* [Set task]: Find the line that contains "Exercise. Point out every instance of the top" and print it and every line after it, exactly, please.
--------------------------------------------------
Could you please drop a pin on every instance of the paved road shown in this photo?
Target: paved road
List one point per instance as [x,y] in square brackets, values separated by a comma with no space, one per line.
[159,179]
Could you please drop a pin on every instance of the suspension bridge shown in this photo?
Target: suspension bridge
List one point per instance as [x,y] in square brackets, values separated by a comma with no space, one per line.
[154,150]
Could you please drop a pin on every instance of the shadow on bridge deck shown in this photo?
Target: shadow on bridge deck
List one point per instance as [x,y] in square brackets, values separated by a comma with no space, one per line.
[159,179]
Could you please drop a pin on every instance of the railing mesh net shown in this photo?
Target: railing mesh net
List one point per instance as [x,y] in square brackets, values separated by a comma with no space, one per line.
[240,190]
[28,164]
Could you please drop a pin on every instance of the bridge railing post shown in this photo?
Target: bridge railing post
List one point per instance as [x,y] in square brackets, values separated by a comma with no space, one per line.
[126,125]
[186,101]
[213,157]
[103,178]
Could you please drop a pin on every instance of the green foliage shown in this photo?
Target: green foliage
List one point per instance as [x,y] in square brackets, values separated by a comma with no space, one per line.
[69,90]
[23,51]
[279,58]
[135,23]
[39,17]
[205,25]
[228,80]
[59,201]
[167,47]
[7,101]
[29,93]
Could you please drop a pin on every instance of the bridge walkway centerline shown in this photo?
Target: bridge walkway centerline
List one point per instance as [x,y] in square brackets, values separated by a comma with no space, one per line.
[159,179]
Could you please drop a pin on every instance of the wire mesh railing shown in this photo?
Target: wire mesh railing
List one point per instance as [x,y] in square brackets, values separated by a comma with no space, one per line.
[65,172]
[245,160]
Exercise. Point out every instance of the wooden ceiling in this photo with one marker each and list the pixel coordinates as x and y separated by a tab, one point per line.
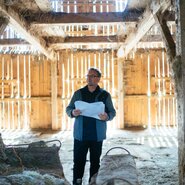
52	25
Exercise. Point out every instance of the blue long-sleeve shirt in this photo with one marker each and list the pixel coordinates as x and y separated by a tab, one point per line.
101	126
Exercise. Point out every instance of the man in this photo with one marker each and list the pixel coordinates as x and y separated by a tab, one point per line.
89	132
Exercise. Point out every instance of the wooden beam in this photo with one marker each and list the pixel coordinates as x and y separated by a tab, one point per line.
144	26
21	26
44	5
3	24
179	71
167	37
13	42
77	18
82	39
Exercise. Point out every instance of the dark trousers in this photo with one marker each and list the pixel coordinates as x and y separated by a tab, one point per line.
80	152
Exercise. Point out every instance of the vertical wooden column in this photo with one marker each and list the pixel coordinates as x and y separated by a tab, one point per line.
180	85
54	95
120	113
149	92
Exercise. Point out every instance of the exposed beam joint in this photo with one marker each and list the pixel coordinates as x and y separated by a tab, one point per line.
21	26
144	26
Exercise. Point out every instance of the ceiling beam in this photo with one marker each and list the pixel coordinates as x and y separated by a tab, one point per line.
21	26
77	18
44	5
144	26
82	39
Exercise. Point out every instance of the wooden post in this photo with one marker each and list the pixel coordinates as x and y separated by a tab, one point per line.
180	85
54	95
120	94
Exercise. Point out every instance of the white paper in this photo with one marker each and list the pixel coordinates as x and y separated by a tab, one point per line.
90	109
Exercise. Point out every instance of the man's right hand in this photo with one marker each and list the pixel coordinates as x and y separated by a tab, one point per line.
76	112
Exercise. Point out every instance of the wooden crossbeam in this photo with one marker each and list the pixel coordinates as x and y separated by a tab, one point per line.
44	5
144	26
21	26
78	18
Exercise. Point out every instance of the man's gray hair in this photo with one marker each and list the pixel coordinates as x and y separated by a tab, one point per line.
95	69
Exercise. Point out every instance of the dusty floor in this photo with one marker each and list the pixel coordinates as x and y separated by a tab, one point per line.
154	150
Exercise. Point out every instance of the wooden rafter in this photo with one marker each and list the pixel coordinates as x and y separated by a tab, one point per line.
21	26
144	26
44	5
79	18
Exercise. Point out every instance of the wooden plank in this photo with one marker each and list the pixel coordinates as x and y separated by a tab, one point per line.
144	25
59	18
21	26
55	125
44	5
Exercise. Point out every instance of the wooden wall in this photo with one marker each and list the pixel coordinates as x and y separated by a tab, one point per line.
140	85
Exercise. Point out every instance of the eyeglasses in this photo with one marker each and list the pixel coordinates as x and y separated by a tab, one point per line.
91	76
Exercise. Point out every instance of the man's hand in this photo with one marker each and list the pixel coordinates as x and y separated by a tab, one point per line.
76	112
104	116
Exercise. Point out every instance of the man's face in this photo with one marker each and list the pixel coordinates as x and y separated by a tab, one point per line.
92	78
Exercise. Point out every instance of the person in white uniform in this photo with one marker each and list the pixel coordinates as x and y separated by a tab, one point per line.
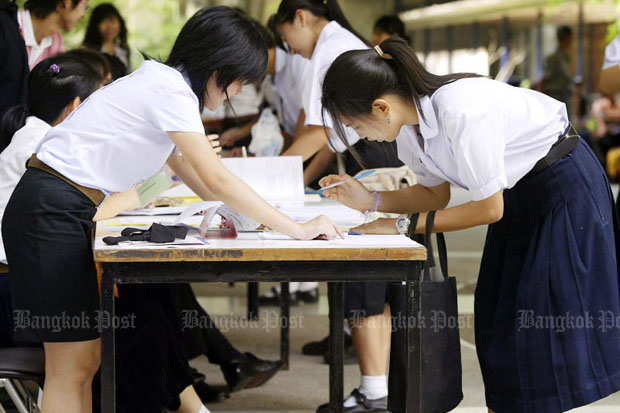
122	135
609	83
319	31
551	248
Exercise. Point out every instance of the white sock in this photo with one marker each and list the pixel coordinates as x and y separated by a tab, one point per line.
307	286
373	387
293	286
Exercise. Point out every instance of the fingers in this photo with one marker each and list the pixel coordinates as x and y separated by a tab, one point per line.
338	231
330	179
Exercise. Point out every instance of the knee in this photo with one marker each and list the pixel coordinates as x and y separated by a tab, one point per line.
78	371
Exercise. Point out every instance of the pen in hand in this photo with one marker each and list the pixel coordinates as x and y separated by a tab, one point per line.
365	174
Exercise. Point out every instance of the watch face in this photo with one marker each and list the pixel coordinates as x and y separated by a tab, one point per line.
402	224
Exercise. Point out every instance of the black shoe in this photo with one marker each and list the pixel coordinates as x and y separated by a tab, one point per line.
210	394
249	372
350	356
320	348
363	404
310	296
198	376
273	298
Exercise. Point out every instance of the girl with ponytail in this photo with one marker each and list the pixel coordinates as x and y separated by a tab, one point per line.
551	247
319	31
56	86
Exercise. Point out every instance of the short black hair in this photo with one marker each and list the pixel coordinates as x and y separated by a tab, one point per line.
223	41
564	33
93	39
391	24
117	67
52	84
95	59
43	8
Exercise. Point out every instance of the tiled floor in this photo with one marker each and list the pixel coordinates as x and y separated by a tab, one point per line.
305	385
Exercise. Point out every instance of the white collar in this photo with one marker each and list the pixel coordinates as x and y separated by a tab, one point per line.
28	31
327	31
428	124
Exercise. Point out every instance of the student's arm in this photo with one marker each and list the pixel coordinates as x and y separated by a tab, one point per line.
182	168
301	124
230	136
319	164
471	214
117	203
308	143
415	199
609	83
228	188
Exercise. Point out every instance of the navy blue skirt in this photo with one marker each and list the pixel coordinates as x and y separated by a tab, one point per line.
547	304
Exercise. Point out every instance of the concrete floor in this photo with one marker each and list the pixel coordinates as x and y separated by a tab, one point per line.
305	385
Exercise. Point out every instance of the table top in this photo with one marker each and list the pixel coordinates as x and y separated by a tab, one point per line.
258	246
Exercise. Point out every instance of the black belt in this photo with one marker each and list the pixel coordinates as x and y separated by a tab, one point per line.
565	145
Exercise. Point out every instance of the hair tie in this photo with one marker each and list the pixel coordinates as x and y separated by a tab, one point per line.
382	55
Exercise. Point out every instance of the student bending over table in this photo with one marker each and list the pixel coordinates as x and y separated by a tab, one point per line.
124	134
551	247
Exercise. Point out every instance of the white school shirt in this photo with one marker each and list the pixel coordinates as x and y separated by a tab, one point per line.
117	137
481	135
13	162
612	53
333	41
287	85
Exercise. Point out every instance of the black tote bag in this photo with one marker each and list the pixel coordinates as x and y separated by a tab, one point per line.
441	371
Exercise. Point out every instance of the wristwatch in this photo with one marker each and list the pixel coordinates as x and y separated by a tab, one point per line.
402	224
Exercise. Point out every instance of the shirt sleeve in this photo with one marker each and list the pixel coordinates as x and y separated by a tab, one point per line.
408	155
478	142
612	53
175	109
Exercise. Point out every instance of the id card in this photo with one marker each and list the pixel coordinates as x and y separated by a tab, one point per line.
150	189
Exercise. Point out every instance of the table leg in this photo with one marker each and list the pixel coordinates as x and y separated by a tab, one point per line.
336	346
413	396
252	301
285	314
108	345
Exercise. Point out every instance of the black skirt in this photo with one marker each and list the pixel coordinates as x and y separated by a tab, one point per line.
548	296
367	299
47	230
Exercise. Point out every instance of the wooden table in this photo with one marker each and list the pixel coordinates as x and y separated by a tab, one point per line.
251	258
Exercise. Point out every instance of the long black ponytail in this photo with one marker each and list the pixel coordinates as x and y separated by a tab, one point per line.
52	85
358	77
329	9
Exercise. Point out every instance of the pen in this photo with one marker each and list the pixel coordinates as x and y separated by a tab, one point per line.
364	175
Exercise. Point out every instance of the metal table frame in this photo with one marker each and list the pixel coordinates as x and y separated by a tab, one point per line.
275	271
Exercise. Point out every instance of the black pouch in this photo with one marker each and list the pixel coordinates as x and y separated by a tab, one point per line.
440	377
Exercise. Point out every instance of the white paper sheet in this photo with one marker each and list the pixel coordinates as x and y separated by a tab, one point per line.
277	179
195	208
150	212
178	191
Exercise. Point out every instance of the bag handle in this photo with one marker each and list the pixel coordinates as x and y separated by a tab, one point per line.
441	246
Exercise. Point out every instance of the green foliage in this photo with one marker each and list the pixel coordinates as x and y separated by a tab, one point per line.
152	24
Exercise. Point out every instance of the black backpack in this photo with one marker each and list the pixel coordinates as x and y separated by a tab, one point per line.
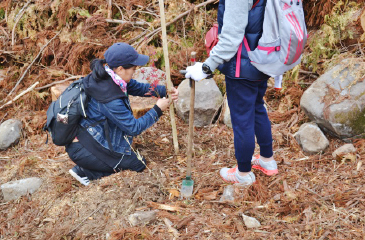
64	114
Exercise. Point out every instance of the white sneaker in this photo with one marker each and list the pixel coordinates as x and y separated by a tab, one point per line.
269	168
231	175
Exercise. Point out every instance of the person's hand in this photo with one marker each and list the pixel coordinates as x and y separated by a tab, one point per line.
196	72
174	93
163	103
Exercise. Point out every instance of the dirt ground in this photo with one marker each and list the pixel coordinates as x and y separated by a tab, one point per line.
46	41
312	197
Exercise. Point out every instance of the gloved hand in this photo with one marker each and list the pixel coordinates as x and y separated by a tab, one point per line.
278	80
195	72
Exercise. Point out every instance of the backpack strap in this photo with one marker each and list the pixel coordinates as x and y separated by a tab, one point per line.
239	52
254	5
106	130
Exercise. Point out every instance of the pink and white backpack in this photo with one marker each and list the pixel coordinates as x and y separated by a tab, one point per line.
283	38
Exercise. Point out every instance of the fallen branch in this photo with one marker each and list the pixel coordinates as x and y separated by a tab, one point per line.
16	22
5	33
21	94
174	20
25	72
58	82
141	23
110	9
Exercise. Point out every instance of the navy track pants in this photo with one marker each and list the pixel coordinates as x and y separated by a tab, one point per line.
249	119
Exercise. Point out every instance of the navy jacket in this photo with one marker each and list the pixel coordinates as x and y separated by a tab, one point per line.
108	102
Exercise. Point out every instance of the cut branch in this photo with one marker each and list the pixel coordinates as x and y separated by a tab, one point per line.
30	65
58	82
174	20
21	94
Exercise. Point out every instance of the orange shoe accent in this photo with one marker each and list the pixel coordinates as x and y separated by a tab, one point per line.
267	172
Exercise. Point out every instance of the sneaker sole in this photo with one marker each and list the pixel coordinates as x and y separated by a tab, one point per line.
267	172
227	181
77	177
236	182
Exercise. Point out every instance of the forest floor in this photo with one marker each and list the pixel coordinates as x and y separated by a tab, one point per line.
312	197
45	41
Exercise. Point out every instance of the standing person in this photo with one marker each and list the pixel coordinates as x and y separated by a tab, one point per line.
103	143
245	86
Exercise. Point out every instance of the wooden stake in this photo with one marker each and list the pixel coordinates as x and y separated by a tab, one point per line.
110	9
168	77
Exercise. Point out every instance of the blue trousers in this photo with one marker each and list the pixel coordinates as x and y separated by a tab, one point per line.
249	119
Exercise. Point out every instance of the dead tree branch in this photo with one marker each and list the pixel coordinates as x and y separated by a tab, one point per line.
22	11
21	94
30	65
58	82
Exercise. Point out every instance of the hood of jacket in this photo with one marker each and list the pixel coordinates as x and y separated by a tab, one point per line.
104	90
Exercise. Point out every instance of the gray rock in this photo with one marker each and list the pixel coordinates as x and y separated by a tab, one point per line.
228	194
10	131
208	99
142	217
15	189
251	222
347	148
336	101
311	138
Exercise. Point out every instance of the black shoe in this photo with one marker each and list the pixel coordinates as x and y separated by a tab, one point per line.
79	175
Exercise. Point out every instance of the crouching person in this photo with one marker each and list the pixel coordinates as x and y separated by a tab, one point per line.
103	143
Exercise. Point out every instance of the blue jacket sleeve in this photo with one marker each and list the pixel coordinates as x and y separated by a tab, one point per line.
136	88
117	112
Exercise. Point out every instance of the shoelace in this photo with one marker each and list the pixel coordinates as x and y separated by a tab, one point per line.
85	179
231	175
256	160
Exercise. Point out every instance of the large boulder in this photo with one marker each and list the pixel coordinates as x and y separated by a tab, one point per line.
10	132
311	138
226	114
139	105
336	101
208	99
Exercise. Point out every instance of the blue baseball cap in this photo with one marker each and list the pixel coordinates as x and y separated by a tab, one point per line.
122	54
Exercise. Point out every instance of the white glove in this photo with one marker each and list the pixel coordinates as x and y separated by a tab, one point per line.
278	80
195	72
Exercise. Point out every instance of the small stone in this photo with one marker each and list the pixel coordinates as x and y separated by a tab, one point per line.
277	197
15	189
228	194
142	217
10	132
250	222
311	138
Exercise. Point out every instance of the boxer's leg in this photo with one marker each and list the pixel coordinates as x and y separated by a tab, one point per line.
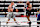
9	16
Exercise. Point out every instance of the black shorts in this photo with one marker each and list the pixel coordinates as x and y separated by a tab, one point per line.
28	13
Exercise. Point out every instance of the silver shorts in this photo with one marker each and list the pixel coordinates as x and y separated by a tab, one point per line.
10	14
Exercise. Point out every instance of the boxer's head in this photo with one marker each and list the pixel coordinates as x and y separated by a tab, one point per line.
12	3
28	2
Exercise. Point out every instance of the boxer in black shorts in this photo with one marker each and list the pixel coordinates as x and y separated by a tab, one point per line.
28	9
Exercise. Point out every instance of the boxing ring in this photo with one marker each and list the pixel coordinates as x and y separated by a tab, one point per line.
22	21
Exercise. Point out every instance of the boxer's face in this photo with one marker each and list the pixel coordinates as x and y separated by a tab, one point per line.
12	3
28	2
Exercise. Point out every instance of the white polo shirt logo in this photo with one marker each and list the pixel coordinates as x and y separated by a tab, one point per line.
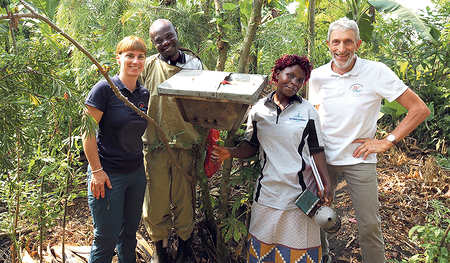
297	117
356	90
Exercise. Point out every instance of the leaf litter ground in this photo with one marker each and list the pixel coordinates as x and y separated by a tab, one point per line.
406	183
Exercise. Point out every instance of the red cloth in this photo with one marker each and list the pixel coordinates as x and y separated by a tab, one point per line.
210	167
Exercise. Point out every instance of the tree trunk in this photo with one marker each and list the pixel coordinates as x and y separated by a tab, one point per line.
253	23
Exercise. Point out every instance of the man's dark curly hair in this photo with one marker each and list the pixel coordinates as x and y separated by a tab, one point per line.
291	60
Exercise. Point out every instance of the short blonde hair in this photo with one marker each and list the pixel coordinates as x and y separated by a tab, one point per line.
131	43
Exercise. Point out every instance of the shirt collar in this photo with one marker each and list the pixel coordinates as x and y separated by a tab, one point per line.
181	59
294	98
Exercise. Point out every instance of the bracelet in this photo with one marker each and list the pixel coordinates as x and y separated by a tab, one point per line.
97	170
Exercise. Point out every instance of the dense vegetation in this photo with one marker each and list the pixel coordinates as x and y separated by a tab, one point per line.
44	78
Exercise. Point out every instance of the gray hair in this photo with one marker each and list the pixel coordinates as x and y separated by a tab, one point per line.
344	24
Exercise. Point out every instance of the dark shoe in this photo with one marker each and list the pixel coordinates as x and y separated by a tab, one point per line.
183	251
326	259
160	253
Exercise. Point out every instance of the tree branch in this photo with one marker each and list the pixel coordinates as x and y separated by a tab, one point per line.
104	72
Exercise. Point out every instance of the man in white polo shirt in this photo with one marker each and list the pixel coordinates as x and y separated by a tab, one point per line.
348	93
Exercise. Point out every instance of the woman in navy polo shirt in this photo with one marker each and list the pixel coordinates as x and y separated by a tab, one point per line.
116	176
285	129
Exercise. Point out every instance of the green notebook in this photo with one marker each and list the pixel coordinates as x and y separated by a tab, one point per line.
307	201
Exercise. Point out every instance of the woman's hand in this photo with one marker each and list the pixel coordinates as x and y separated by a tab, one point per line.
219	154
98	184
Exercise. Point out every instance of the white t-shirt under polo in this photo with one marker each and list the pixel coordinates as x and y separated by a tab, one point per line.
350	106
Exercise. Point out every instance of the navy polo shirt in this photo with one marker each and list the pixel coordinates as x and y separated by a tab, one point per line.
119	139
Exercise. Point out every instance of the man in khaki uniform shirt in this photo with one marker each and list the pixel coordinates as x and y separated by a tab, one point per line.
166	184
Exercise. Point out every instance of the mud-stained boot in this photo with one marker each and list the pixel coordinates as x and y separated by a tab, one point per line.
160	253
183	251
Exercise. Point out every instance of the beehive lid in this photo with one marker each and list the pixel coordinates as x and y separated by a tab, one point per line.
214	85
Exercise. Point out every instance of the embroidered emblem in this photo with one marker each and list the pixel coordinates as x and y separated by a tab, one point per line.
297	117
356	90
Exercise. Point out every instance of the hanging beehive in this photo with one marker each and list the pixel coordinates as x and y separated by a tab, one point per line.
214	99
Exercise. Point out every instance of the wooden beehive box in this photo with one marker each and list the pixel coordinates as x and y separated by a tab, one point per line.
214	99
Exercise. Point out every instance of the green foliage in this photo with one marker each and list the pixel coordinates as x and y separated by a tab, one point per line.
431	234
423	66
39	108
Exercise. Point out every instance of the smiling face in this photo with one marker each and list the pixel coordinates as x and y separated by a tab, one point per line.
131	63
290	81
165	38
343	45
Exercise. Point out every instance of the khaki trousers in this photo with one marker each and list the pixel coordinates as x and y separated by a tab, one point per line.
167	186
363	188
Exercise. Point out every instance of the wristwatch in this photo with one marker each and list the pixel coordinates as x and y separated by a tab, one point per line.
391	138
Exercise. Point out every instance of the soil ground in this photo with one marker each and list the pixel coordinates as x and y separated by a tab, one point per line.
406	182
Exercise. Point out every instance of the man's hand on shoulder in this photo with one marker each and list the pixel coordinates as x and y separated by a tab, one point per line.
369	146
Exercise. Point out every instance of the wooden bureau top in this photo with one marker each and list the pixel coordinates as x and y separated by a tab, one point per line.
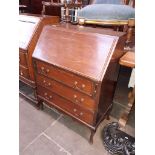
84	53
27	28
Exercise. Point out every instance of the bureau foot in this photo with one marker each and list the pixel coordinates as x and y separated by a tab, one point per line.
91	136
40	105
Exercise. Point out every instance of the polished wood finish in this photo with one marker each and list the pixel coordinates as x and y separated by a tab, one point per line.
30	28
73	70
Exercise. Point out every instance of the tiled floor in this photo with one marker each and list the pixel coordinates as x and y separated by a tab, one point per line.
48	132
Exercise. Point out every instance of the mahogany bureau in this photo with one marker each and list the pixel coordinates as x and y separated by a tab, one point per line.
30	27
74	74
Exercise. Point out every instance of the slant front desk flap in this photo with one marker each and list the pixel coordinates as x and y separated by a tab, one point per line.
73	72
30	27
87	54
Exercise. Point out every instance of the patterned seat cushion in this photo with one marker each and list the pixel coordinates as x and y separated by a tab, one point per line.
107	12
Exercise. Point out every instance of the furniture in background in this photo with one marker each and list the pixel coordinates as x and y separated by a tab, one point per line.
30	28
128	60
23	8
114	13
68	9
35	7
76	70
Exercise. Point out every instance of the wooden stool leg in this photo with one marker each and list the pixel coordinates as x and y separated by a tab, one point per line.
131	24
91	136
124	117
108	114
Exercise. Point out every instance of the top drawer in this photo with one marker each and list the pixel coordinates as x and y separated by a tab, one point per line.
23	58
72	80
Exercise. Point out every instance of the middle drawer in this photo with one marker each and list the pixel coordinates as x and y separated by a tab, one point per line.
67	92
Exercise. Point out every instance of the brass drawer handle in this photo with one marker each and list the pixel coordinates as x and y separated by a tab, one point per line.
49	84
75	83
75	96
21	73
82	99
47	70
45	83
45	94
42	68
83	85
--------------------------------------------------
* [Completed exercise]:
Exercise. Point out every instance of the top drawer in this photo with one marker each and list the pixel coordinates as x and y separated by a tab, one point per line.
23	58
72	80
Exercise. Point out every instance of the middle drawer in this photo with one marker each and list the pixel coordinates as x and y separated by a tab, one point per line.
67	92
Exercise. Point out every instance of the brass drawer handle in this photo with one marker each and list the pixel coordinates as x and y separated by a tab, one point per line.
49	84
75	83
75	96
21	73
82	99
47	70
45	83
45	94
42	68
83	85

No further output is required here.